• _Text segment_
******************************
Why is Anime so popular in the West?

… At least among a fairly sizeable subset of people?

Obviously, like any genre of work there’s going to be outstanding stuff, good stuff, most stuff, and crap stuff. But it seems that, especially amongst computer people and a lot of “alternative” types, Manga and Anime are really popular.

I’d appreciate it if we could avoid turning this into a “List/Discuss your favourite Anime/Manga” thread, and with that out of the way… I’ve never really gotten into Anime myself (and I’m not deriding it), but I’ve often wondered what the attraction is for people from such a different culture to the one that created it.

Anyone got any insights to offer?

I’d say the big one is this; it’s cartoons, but for adults.

Obviously there’s anime aimed at kids, and by “for adults” I don’t mean the old popular conception of anime. But it fills a niche that’s extremely useful. There’s the good points all cartoons have; they cost to animate, sure, but you can do things with animation in terms of “effects” you could never do with live action, or couldn’t do without costing the Earth; they have a lower believeabilty threshold, so poor CGI in live action making the whole thing look bad transfers to effects being exactly the same as the rest of the show. And of course there’s the general styles of animation that you can’t do in live action. And, really, we don’t really have long-running cartoons that aren’t for kids (or, at least, aren’t comedy), full stop. It’s an entire field of potential interest that’s almost entirely overlooked.

Too, we get the good stuff, or at least, the stuff that it is believed can be marketed well to us. We don’t get to see the dross (well, much) so already the bar is raised a bit; there’s certainly crap stuff, we just don’t see it as much.

Say, you’re into something. Be it cars, mugs, cats, whateverthehell. You’ve admired / collected / studied them for years. Then, you find out there’s a whole new continent you never heard about, and they have other cars/mugs/cats! Sure, they’re a bit different then what you know and Sturgeon’s law applies, but there’s some good stuff there.
******************************
• _Recorded data_
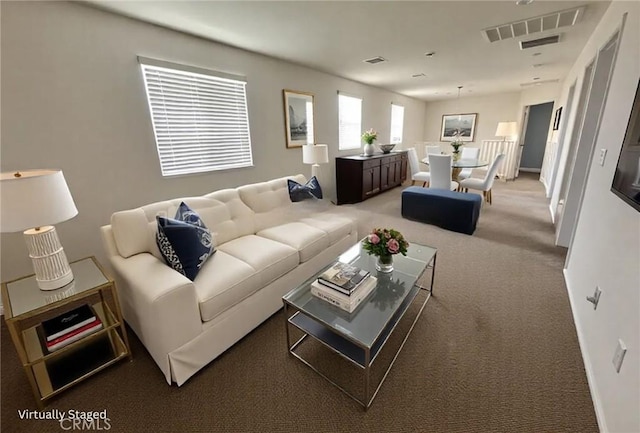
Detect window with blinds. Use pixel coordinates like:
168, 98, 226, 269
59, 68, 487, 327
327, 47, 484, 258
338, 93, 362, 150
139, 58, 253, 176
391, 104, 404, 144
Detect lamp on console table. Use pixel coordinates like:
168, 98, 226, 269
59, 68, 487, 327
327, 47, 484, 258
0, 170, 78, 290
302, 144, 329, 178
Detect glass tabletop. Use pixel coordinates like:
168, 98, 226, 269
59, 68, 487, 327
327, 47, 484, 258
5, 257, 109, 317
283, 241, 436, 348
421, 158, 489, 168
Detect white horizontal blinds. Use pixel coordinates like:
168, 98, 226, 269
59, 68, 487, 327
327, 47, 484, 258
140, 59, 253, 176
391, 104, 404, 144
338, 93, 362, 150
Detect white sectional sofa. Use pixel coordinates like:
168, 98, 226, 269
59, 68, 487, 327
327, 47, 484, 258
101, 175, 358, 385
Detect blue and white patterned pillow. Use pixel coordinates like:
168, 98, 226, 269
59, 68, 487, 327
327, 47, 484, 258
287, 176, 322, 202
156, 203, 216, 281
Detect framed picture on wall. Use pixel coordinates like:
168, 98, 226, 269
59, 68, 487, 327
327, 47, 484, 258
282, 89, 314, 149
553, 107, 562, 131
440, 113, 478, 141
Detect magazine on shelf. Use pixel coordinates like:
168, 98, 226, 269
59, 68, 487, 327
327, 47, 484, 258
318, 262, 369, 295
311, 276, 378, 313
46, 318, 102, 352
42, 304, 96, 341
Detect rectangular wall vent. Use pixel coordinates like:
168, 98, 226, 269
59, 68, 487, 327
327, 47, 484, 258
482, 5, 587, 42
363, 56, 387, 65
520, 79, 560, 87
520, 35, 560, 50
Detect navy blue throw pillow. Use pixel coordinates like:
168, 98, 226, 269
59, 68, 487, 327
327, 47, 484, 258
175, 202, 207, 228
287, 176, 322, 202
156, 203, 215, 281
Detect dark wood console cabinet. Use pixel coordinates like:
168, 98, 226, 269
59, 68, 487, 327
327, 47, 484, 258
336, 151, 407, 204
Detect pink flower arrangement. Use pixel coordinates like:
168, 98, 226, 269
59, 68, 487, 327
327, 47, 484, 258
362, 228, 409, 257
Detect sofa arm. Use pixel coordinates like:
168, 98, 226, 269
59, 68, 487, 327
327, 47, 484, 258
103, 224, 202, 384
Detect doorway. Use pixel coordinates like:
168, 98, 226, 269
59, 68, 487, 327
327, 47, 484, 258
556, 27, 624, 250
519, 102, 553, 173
******************************
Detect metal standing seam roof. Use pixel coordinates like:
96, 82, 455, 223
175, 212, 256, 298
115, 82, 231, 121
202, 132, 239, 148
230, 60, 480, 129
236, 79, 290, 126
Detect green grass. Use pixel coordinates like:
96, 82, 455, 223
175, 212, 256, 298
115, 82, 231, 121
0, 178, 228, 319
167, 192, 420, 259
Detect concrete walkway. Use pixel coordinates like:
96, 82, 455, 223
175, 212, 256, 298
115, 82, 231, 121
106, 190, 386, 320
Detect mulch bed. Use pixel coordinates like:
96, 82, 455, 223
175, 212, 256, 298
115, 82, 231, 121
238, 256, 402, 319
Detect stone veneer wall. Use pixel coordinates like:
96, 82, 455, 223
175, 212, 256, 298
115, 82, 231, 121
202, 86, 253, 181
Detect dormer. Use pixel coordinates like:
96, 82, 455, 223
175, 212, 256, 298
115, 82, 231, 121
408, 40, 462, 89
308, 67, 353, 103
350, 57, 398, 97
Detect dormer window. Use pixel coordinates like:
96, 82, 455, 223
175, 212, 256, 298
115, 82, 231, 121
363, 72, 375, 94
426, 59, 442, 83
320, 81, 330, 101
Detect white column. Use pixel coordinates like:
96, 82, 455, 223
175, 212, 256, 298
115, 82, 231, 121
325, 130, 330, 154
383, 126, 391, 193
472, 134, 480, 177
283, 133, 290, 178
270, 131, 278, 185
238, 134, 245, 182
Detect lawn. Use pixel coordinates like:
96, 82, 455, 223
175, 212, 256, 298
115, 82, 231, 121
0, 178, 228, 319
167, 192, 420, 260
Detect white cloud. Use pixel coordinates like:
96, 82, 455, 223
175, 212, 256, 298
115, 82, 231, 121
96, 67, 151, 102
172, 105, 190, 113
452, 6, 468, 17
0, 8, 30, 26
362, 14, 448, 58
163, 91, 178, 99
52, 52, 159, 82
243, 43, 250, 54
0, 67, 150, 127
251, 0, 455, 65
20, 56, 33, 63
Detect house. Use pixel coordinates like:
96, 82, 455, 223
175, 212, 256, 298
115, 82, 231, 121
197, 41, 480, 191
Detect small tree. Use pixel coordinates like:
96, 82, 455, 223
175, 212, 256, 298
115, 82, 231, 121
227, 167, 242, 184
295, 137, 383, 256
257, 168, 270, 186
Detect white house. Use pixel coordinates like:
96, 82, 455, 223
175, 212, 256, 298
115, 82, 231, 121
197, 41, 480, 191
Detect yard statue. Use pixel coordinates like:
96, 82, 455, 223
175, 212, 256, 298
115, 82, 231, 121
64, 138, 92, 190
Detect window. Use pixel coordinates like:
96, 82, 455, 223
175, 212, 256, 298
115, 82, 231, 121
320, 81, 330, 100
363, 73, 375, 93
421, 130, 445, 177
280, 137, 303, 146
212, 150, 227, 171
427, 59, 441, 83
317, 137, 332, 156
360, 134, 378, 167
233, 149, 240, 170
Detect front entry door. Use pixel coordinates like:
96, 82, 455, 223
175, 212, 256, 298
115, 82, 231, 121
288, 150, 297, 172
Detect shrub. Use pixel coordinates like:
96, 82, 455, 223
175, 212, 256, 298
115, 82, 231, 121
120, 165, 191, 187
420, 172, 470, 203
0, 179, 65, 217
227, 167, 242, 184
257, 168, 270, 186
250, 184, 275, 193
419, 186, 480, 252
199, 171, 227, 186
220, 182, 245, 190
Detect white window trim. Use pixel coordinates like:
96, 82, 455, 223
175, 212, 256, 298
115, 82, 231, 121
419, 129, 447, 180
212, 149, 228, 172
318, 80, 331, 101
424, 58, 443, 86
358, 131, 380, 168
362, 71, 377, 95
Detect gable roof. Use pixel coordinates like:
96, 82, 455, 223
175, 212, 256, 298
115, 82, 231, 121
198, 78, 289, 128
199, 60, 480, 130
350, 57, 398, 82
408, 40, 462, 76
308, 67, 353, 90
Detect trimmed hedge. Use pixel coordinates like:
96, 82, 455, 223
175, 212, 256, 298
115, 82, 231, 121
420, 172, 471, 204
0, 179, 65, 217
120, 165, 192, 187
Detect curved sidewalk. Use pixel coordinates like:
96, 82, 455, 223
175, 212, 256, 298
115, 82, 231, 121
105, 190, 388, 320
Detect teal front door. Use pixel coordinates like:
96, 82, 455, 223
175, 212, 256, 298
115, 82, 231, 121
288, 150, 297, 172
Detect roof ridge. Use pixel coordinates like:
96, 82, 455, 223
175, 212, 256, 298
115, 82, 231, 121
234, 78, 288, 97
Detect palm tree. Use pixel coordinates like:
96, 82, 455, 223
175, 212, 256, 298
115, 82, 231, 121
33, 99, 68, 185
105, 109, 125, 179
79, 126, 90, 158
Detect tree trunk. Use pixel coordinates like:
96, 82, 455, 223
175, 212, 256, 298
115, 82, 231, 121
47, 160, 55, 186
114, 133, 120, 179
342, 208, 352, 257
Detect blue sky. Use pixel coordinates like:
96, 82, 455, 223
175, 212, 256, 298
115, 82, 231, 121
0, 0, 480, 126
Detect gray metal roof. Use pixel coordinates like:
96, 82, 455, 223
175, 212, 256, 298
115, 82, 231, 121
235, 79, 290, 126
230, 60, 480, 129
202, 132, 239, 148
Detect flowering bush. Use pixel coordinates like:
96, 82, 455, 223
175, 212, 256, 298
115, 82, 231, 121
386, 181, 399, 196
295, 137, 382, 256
******************************
• _Stated exercise A_
In the anime discussion, what does the first reply give as the big reason for anime's appeal?
• _Stated exercise B_
Write the next part of the anime discussion, picking up after its final sentence.
Nothing in the rows is needed here.

• _Task result A_
It's cartoons, but for adults.

• _Task result B_
Applied to the anime thing; if you’re into shows/movies, and suddenly you find a new source for shows/movies, why not?

Is it though?

For all its popularity, publishers have been pushing manga on libraries as the next big thing for about five years now, aren’t only a few series’ known by more than a few people in the West?

I know you don’t want a list of animes, but after the top five or ten franchises, isn’t everything else pretty niche?

And beyond a kids show like Pokemon, I don’t think any anime has broken out into any kind of mainstream appeal. Contrast that with smaller hit TV shows like Glee or something, which hit a lot more people.

I think the cultural stuff is actually part of it, rather than a hindrance. I’m not quite as keen on anime and manga now as I was in high school, but when I was really into it, part of the interest definitely came from the cultural differences going on with the material. For example, I was especially fond of supernatural stories and the ghosts/spirits/etc in the stuff I was reading and watching were radically different from the traditions I was accustomed to…and I really came to prefer the Japanese stuff.

I don’t think that really explains everything, but I do think that it’s a big part of the attraction for many people – a whole stash of shows and comics that are fascinatingly alien.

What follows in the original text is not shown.